→ TÂCHE À RÉALISER
Recopiez à l'identique, dans le texte sur l'encyclique Mulieris dignitatem, le passage allant de « Je continue à » jusqu'à « femme qu'à l'homme. » inclus.

Je continue à publier mon étude sur l’encyclique Mulieris dignitatem.
Elle apporte une heureuse rupture sur la question du féminin par rapport à l’enseignement classique. Malheureusement, l’encyclique omet de dire que c’est une rupture. C’est dommage car des lecteurs non connaisseurs de l’histoire théologique de l’Eglise catholique peuvent, à tort, penser que ce fut la doctrine constante depuis 20 siècles. Il n’en est rien. Dans l’article précédent, nous avons vu la pensée d’Augustin. Voici maintenant celle de Thomas d’Aquin.
Thomas va suivre Augustin dans l'attribution de l'image à la femme. Mais comme lui, en y apportant des corrections infériorisantes. Quand dans la Somme théologique, Thomas se pose la question de savoir si l'image de Dieu se trouve en l'homme seulement selon l'esprit, il répond positivement et cela lui permet de l'attribuer autant à la femme qu'à l'homme.

→ DONNÉES SOURCES
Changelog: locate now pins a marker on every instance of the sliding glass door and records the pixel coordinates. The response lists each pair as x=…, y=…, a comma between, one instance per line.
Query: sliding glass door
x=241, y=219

→ TÂCHE ACCOMPLIE
Je continue à publier mon étude sur l’encyclique Mulieris dignitatem.
Elle apporte une heureuse rupture sur la question du féminin par rapport à l’enseignement classique. Malheureusement, l’encyclique omet de dire que c’est une rupture. C’est dommage car des lecteurs non connaisseurs de l’histoire théologique de l’Eglise catholique peuvent, à tort, penser que ce fut la doctrine constante depuis 20 siècles. Il n’en est rien. Dans l’article précédent, nous avons vu la pensée d’Augustin. Voici maintenant celle de Thomas d’Aquin.
Thomas va suivre Augustin dans l'attribution de l'image à la femme. Mais comme lui, en y apportant des corrections infériorisantes. Quand dans la Somme théologique, Thomas se pose la question de savoir si l'image de Dieu se trouve en l'homme seulement selon l'esprit, il répond positivement et cela lui permet de l'attribuer autant à la femme qu'à l'homme.